_TASK PROMPT_.
Copy out the full passage below on coping with a husband's alcoholism, word for word.

_TEXT PROVIDED_.
.....
When my husband was an alcoholic (correction: my husband is an alcoholic still but not an active alcoholic) I went through a stage of thinking of myself as a victim, that these things were happening to me. Then I finally realized that things don’t just happen to me – they are a result of me not taking action or were a result of me repeating actions that didn’t work. This was my comfort zone and it took a hell of a push for me to step out of it and say “No More!”
Not Caring Anymore
The same way your body fights infections, your mind creates coping mechanisms, ‘barriers’ to protect your mental health.
Many times when I felt strong and my husband was drinking, I thought to myself, “If he just got on with it and died now, I could get on with my life.” This was my mind’s defense system kicking in.
.....
_INFORMATION GIVEN_.

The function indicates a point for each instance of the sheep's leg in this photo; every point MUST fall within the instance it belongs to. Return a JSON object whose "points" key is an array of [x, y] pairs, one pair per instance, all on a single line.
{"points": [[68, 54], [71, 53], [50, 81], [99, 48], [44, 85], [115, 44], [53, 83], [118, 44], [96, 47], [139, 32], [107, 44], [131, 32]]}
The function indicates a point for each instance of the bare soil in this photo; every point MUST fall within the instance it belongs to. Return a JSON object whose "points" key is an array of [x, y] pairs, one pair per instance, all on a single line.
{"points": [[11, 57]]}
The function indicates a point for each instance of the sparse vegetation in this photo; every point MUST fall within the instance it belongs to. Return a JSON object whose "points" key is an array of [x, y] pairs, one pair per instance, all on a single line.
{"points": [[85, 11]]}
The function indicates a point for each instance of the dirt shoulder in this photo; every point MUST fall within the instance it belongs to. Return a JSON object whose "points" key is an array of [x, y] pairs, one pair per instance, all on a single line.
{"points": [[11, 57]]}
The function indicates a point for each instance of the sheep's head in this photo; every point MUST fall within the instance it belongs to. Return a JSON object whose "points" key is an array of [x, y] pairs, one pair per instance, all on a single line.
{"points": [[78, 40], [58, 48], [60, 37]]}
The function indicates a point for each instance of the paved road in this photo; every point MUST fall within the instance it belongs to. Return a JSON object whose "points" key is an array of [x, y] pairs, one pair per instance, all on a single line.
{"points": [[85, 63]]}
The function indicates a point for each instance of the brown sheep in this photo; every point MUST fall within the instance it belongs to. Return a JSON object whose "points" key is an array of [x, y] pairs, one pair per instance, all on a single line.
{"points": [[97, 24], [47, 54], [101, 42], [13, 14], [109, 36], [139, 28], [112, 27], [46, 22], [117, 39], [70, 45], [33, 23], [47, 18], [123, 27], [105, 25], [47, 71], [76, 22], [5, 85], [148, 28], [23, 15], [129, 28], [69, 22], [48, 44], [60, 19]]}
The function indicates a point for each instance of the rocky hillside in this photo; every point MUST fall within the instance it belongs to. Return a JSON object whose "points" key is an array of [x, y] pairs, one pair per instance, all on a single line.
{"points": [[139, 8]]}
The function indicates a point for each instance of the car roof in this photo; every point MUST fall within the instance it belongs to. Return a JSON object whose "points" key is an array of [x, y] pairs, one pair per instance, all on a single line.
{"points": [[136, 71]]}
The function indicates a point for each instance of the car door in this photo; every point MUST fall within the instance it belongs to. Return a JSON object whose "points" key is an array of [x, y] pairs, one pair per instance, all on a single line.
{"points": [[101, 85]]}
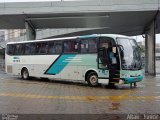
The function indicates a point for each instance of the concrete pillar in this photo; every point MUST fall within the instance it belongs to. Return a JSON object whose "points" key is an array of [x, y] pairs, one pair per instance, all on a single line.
{"points": [[30, 31], [150, 50]]}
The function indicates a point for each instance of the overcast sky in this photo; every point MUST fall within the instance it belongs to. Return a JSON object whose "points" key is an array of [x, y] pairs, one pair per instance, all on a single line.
{"points": [[139, 38]]}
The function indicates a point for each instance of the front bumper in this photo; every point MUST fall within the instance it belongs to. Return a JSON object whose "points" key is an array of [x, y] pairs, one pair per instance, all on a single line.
{"points": [[132, 79]]}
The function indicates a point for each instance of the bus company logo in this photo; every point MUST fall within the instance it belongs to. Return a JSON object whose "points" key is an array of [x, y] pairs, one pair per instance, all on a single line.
{"points": [[16, 59]]}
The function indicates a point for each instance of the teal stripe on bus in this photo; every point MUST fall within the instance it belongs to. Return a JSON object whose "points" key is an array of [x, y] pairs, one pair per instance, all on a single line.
{"points": [[58, 65]]}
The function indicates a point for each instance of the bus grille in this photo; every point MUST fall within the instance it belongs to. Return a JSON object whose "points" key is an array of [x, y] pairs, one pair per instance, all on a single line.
{"points": [[9, 68]]}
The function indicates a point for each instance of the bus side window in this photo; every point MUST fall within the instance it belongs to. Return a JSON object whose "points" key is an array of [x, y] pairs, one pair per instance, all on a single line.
{"points": [[19, 49], [88, 45], [70, 46], [92, 45], [29, 48], [42, 48], [26, 49], [84, 46], [51, 48]]}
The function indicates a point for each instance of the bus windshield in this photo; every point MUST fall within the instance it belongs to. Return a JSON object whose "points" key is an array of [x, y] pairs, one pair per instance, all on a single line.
{"points": [[129, 53]]}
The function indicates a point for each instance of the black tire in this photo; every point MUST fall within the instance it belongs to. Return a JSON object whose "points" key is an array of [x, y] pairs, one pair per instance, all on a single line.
{"points": [[92, 79], [25, 74]]}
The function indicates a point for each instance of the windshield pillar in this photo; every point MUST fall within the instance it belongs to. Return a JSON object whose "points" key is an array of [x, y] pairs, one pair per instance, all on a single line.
{"points": [[150, 50]]}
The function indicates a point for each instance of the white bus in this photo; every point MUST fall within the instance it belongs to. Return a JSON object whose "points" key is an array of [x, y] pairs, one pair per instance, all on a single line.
{"points": [[105, 59]]}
.....
_SOLUTION FOR THIS PROBLEM_.
When my husband was an alcoholic (correction: my husband is an alcoholic still but not an active alcoholic) I went through a stage of thinking of myself as a victim, that these things were happening to me. Then I finally realized that things don’t just happen to me – they are a result of me not taking action or were a result of me repeating actions that didn’t work. This was my comfort zone and it took a hell of a push for me to step out of it and say “No More!”
Not Caring Anymore
The same way your body fights infections, your mind creates coping mechanisms, ‘barriers’ to protect your mental health.
Many times when I felt strong and my husband was drinking, I thought to myself, “If he just got on with it and died now, I could get on with my life.” This was my mind’s defense system kicking in.